Direction 1:
Retype the passage from the poetry interview from "LRR: This is" up to and including "your own poetry?".
Direction 2:
In the poetry interview, which poem from the book did the poet hate on first looking back after writing it?
==== Source passage
TS: Sometimes one write through is all I need, and I feel like it’s ready to be published. I’m probably wrong, but sometimes I get it down in one go, and I decide to send it out while it’s still there before I decide to go back and delete everything. Other times there are poems that I write and I’ll put them aside for a few months. I’ll look back at them, I’ll make a few tweaks and I’ll put them aside for a year, and then I’ll go back and I’ll be like, ‘what the hell is this crap?’ Actually one of the poems in my book “Miracle of the Loaves and the Fishes” is one of those poems. I wrote it, and I absolutely hated it the first time I looked back after writing it. Like, what the hell did I do, what did I massacre to get this horrible poem? And then when I went back to it with fresh eyes about a year later, I realized that it wasn’t complete crap. It needed some tweaking around. But I sent it to a friend who I trusted with their eye—I trusted their editing ability—and they said they enjoyed it. So I figured it couldn’t be terrible.

LRR: This is kind of a hard question. What makes a poem successful? What sort of things do you look for—either while you’re reading poetry, or in your own poetry?

TS: That’s not that difficult of a question, because I figured at some point someone was going to ask me either what the book was about, or what the process was like. I kind of went over this in my head and came to a pretty sound conclusion–in my mind, anyway. When I write a poem, regardless of whether there’s a storyline that goes to the poem, whether there’s a certain plot, whether there’s a certain play with language–which in some of my poetry, you’ll find– what I try to do is to make the reader feel something. And if the reader reads or listens to a poem and comes away not feeling the emotion that I set out to make them feel, then I sort of failed in that aspect. Sometimes a poem can take a reader in different directions, and that’s not necessarily a failure. But overall, a good poet, in my mind anyway, is someone who is able to make the reader feel something. Hopefully feel something other than hate for the poet.

LRR: That’s a good answer. Can you describe the experience of having your first book published? What’s some advice you’d give to young writers who would like to one day have a book published?
========
==== Data supplied
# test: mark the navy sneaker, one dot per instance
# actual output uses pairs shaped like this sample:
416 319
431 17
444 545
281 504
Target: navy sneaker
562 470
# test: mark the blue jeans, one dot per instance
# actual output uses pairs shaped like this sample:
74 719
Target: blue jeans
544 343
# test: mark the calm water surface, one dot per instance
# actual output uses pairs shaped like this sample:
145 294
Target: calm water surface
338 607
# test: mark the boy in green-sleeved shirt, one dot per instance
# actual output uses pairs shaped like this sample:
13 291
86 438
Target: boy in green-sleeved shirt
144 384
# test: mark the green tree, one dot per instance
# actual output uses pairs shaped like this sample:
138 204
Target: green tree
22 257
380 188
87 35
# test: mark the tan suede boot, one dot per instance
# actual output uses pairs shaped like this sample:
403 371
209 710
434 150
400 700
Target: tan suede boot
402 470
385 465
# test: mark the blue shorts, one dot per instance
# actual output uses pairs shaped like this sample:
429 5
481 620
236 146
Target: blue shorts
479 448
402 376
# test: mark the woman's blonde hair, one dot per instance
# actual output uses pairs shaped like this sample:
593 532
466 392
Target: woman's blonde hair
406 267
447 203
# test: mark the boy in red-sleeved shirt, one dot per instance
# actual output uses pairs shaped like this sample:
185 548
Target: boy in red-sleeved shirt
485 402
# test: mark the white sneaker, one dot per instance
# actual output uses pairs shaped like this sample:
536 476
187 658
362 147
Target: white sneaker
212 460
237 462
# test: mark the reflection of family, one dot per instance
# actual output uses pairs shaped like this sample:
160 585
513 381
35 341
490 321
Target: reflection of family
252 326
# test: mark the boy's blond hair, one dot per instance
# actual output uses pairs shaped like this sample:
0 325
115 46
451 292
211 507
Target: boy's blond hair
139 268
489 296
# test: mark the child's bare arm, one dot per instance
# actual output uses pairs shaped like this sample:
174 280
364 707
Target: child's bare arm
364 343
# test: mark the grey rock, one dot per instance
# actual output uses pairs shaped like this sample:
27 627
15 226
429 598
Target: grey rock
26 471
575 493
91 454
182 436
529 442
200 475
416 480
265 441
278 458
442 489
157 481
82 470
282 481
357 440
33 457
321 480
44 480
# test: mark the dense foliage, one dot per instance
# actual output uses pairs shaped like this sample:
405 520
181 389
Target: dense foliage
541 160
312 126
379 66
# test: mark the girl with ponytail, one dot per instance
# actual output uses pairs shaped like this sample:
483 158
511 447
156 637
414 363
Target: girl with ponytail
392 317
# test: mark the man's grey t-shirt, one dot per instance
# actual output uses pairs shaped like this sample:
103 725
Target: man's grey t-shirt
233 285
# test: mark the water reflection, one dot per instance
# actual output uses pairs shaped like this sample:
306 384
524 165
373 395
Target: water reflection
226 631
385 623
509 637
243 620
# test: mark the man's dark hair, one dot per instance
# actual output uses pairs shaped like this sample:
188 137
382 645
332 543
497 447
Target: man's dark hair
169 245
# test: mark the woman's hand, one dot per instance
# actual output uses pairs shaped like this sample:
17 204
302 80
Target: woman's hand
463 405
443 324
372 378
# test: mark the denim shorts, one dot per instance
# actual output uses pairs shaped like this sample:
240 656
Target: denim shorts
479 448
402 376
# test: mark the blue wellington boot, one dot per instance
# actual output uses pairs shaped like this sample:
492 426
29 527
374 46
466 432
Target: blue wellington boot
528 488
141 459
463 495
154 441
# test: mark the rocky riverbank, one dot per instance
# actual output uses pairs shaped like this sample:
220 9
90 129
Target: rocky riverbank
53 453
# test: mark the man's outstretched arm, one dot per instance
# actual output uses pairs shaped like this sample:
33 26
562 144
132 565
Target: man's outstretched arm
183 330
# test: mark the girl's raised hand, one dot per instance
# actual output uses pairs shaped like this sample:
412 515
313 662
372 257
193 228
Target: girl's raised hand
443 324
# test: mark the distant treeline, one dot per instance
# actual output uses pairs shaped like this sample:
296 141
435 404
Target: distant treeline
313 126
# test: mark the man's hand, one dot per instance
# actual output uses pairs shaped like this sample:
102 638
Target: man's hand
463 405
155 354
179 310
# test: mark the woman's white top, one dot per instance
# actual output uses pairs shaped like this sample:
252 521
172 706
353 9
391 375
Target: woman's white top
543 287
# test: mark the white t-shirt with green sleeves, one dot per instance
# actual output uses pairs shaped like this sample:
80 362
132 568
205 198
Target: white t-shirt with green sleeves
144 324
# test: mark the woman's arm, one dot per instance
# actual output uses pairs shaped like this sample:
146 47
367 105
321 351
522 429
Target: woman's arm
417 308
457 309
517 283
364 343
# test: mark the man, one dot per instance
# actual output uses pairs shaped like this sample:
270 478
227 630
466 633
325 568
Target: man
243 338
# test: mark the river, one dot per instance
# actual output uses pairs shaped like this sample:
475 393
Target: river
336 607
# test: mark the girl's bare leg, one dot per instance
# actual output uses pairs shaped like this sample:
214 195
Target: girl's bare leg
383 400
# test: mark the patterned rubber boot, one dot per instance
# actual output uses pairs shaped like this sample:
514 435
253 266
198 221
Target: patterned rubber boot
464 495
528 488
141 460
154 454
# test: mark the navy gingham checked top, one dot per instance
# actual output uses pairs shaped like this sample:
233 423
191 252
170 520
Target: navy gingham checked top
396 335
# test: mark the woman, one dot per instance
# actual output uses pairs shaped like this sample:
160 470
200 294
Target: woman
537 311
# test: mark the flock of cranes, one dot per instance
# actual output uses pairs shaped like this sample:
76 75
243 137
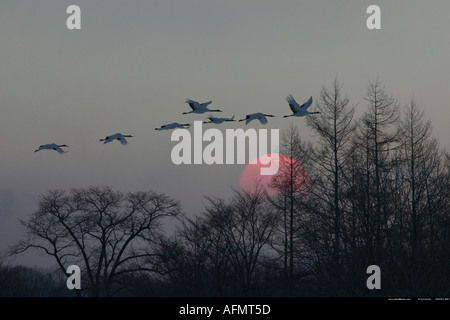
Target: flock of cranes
200 108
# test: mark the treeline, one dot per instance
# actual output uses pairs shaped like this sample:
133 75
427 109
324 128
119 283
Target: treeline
369 191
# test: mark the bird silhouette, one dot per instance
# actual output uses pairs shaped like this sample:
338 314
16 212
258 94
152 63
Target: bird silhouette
299 110
173 125
216 120
262 117
199 108
117 136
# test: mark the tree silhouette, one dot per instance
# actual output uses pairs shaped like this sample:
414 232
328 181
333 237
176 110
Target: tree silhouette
106 232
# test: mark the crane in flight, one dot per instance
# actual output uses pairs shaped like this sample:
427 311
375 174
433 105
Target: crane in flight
52 146
299 110
216 120
262 117
173 125
199 108
117 136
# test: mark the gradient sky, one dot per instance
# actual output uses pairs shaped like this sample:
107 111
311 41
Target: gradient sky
133 63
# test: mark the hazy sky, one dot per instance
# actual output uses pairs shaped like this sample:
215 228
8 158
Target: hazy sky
133 63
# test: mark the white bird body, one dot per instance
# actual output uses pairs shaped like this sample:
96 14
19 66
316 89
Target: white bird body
262 117
117 136
52 146
216 120
199 108
173 125
299 110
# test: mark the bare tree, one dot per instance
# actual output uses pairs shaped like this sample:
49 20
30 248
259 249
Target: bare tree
291 182
106 232
377 128
334 127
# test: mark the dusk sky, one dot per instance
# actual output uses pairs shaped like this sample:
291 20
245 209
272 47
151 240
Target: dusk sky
134 63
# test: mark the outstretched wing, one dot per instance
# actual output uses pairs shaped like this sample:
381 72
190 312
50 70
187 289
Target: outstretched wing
295 107
249 118
307 104
193 104
205 104
59 150
263 119
122 140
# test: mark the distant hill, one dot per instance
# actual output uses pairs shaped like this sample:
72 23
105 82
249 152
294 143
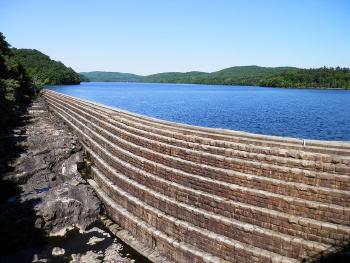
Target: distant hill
111 76
44 70
243 75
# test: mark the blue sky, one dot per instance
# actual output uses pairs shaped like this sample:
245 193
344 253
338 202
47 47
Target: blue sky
182 35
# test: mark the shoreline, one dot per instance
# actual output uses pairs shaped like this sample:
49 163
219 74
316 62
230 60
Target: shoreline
47 206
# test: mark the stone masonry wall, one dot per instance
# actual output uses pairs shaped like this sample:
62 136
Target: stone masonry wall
209 195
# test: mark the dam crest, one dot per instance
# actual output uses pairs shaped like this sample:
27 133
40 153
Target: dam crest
194 194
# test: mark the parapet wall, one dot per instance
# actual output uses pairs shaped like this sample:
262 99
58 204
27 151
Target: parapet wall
207 195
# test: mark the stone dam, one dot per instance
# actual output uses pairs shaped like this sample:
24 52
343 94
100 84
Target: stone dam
193 194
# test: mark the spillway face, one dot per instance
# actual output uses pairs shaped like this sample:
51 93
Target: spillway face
206 195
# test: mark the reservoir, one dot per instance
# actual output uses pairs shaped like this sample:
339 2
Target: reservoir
299 113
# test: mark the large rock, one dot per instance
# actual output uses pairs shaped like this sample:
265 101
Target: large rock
69 204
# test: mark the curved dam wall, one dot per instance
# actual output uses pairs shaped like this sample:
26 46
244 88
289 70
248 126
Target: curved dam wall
208 195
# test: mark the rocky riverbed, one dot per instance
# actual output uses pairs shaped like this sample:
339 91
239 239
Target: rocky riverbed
48 211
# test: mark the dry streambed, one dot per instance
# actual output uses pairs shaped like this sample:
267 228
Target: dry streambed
48 211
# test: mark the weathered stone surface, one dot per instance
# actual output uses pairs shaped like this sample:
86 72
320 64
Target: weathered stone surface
48 193
197 194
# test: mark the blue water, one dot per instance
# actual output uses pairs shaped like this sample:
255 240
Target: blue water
301 113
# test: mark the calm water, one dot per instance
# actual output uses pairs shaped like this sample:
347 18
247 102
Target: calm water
301 113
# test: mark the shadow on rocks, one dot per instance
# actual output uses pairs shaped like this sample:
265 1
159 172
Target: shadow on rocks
17 219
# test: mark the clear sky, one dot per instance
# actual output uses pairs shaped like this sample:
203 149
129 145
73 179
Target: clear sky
153 36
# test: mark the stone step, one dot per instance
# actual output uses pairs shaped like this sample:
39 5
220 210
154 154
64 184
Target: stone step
336 181
152 237
225 135
264 154
182 230
155 136
243 180
236 193
266 239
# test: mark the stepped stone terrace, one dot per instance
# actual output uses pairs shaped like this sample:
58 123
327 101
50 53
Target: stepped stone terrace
193 194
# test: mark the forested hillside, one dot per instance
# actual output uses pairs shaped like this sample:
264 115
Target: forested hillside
44 70
111 76
245 75
16 87
15 84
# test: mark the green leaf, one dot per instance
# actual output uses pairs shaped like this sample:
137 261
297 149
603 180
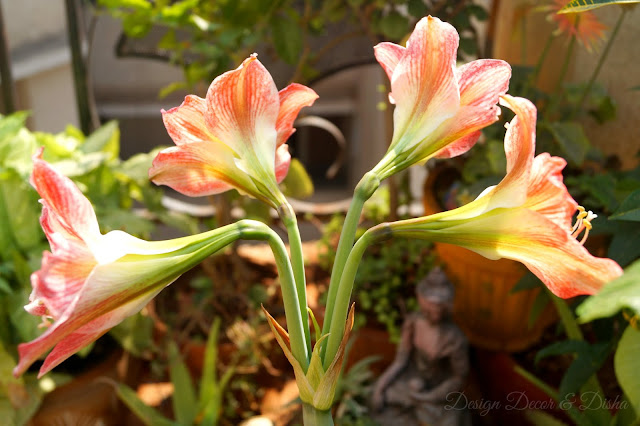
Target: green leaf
624 247
148 415
19 213
106 139
627 365
606 110
394 25
629 208
287 38
584 5
621 293
19 399
571 138
297 183
184 400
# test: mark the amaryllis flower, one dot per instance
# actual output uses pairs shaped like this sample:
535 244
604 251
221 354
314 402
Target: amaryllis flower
90 282
526 217
234 138
440 108
584 26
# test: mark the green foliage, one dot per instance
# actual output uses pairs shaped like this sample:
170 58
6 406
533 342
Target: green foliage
352 394
190 406
622 293
627 366
93 163
297 183
588 360
206 38
384 288
575 6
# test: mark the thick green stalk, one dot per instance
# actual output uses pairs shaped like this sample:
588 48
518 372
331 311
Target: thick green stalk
253 230
604 55
288 217
344 289
314 417
364 190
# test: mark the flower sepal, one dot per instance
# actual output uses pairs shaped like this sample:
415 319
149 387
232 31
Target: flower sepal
317 386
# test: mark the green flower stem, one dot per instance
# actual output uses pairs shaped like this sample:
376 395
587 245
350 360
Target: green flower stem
288 217
314 417
254 230
604 55
345 287
364 190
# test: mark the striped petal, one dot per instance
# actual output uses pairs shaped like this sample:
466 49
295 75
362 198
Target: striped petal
549 251
186 123
198 169
283 161
292 99
481 82
546 191
58 282
242 109
519 144
424 84
388 55
68 210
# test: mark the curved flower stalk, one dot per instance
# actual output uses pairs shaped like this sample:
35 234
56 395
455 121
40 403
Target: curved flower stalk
440 108
234 138
526 217
90 282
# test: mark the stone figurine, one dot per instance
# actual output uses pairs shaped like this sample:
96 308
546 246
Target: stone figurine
431 362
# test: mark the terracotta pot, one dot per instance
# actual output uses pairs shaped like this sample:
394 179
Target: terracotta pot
485 309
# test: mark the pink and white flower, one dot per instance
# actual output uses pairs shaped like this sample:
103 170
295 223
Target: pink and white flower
440 108
234 138
90 282
526 217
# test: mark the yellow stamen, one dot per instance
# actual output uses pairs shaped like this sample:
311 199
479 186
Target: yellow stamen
583 223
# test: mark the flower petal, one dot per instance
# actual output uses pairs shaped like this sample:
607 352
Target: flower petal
292 99
197 169
424 84
70 209
58 282
186 123
481 82
519 146
388 55
547 194
242 109
549 251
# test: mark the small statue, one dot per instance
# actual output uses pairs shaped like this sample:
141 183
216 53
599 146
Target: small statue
431 362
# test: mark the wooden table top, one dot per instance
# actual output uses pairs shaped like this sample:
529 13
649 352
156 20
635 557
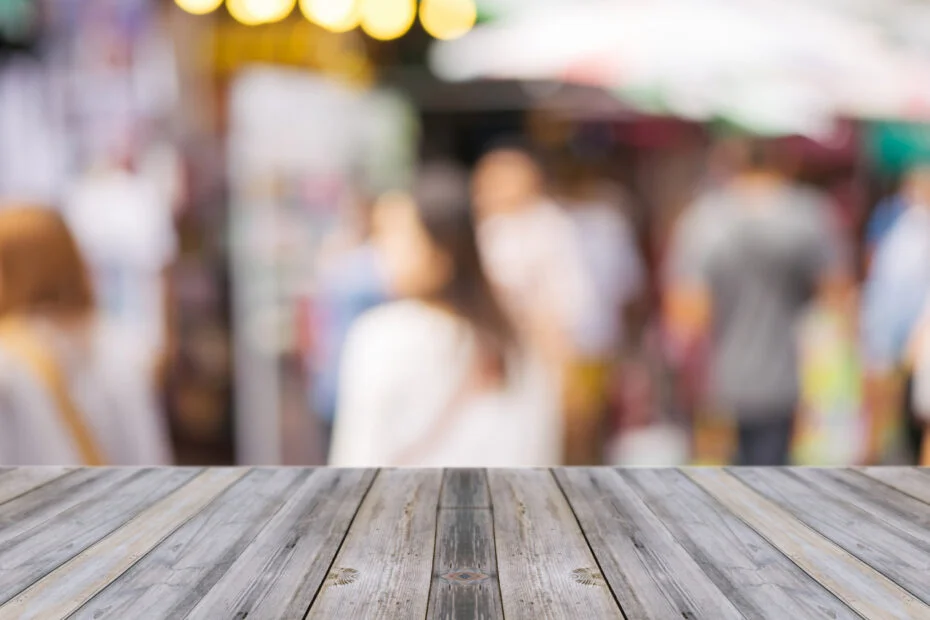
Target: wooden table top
404 543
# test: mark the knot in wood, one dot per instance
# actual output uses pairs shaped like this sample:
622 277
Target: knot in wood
465 576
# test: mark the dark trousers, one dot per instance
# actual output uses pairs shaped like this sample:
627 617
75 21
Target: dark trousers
913 427
764 440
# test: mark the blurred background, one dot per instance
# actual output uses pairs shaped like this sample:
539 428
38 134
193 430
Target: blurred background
223 165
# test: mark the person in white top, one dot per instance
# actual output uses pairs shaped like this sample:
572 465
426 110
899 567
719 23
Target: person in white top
533 256
534 259
440 377
73 390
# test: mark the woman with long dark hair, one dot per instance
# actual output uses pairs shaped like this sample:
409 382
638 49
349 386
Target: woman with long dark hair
440 377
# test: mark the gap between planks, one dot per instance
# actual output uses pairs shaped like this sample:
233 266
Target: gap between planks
66 589
864 589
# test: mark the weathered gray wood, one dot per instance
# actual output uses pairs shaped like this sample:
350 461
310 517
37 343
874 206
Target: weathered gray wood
546 568
637 553
865 590
33 554
882 502
900 556
80 487
64 590
464 566
911 480
383 568
171 580
16 481
277 575
465 488
757 578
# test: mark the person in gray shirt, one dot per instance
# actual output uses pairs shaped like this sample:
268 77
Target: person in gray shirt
760 264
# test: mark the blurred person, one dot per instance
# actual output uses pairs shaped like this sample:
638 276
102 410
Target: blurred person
609 330
894 296
880 223
74 389
351 281
534 259
759 269
440 377
918 426
123 220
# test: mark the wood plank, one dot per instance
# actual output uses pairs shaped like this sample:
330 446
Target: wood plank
865 590
465 488
545 567
637 553
464 565
16 481
35 553
63 591
881 501
171 580
757 578
900 556
279 573
383 568
34 509
915 481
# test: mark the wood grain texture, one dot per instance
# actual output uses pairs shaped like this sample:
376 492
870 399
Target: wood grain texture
33 554
757 578
900 556
636 552
34 509
171 580
910 480
464 565
384 566
64 590
465 488
865 590
281 570
881 502
546 568
16 481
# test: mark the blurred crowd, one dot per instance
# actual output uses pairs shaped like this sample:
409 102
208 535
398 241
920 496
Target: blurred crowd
492 273
538 350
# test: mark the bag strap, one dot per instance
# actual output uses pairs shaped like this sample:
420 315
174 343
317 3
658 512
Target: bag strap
469 387
22 342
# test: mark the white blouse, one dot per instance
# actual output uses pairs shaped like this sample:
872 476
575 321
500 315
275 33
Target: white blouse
110 384
404 364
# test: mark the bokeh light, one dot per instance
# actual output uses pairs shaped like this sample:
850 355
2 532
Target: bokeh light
269 11
387 19
253 12
240 12
333 15
198 7
448 19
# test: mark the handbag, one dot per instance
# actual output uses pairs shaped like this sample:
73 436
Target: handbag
20 341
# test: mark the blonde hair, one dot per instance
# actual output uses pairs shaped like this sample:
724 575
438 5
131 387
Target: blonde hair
41 269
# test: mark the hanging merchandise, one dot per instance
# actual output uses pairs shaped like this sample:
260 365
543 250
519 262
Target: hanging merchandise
302 149
831 423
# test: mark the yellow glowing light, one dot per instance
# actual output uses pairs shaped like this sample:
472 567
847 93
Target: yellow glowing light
387 19
268 11
241 13
448 19
333 15
198 7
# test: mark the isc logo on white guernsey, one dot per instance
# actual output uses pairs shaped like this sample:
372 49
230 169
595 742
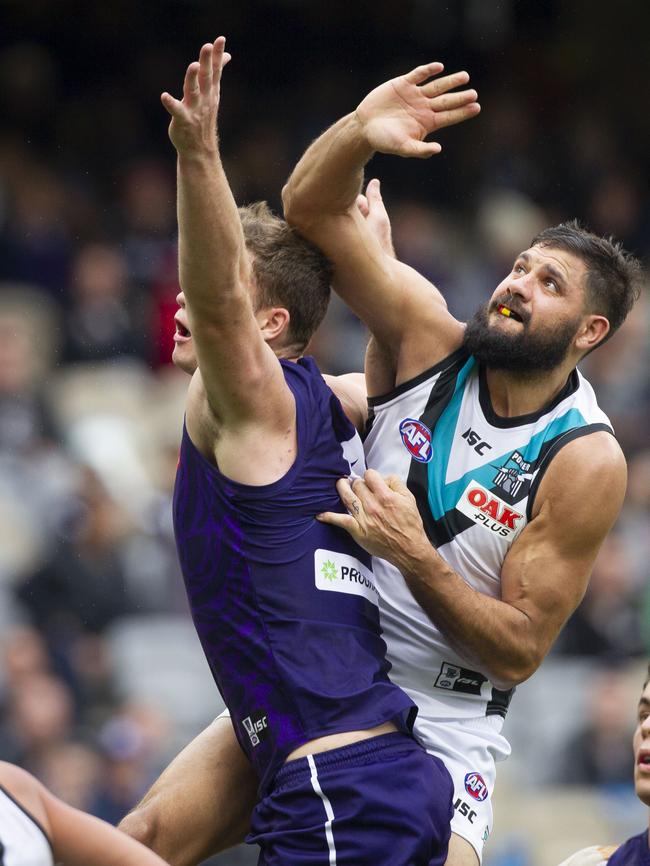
========
Task result 1:
LRR: This is kind of a hard question. What makes a poem successful? What sort of things do you look for—either while you’re reading poetry, or in your own poetry?

Task result 2:
"Miracle of the Loaves and the Fishes"